> [Available data]:
╭──

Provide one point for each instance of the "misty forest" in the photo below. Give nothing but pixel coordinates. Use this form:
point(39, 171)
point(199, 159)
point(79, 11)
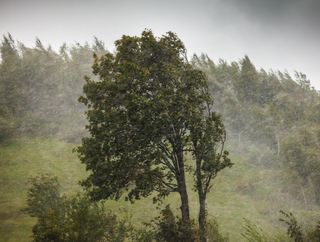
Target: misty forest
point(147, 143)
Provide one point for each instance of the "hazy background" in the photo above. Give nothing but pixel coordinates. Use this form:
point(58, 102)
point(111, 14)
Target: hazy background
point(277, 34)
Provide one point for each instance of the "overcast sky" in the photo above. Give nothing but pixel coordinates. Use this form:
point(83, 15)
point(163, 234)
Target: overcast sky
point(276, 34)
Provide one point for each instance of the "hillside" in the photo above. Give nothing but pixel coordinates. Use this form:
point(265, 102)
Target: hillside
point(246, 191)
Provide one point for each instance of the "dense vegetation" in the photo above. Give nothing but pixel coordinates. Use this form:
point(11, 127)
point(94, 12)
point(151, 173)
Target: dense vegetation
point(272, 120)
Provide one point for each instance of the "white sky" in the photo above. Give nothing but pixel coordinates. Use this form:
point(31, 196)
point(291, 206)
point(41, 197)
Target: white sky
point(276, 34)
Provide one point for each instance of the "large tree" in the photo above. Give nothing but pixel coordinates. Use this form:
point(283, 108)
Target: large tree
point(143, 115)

╰──
╭──

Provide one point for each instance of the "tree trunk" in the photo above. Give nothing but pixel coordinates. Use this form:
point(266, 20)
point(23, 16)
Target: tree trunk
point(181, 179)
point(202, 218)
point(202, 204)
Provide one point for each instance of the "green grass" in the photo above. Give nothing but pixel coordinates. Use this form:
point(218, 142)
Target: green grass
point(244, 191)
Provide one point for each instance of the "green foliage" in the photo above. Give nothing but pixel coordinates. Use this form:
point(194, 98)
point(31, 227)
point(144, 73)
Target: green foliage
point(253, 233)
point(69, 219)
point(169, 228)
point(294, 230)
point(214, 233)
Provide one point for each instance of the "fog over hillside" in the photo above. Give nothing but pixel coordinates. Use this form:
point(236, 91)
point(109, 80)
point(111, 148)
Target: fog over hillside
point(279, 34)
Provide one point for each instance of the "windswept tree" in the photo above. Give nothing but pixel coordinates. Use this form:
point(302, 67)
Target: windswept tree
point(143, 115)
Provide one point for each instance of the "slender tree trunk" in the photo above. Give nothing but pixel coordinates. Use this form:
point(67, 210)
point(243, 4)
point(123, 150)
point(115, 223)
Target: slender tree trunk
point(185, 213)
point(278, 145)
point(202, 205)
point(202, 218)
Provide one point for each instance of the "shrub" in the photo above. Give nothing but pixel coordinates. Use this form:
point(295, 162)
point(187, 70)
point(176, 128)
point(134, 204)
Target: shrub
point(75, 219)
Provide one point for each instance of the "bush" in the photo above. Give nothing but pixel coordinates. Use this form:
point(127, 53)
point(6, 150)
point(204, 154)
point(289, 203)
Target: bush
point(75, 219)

╰──

> [Work to be completed]: Give the lines of the listing, from the line that contains "the photo below." through the line that contains "point(147, 143)", as a Markdown table with a Row column for the line number and a Content column for the line itself. Skip blank lines and leave the pictures out.

> [Result]:
| Row | Content |
|---|---|
| 1 | Provide one point for each instance of the "misty forest" in the photo below. Give nothing but pixel coordinates. Use this form: |
| 2 | point(39, 171) |
| 3 | point(199, 159) |
| 4 | point(79, 11) |
| 5 | Target: misty forest |
| 6 | point(147, 143) |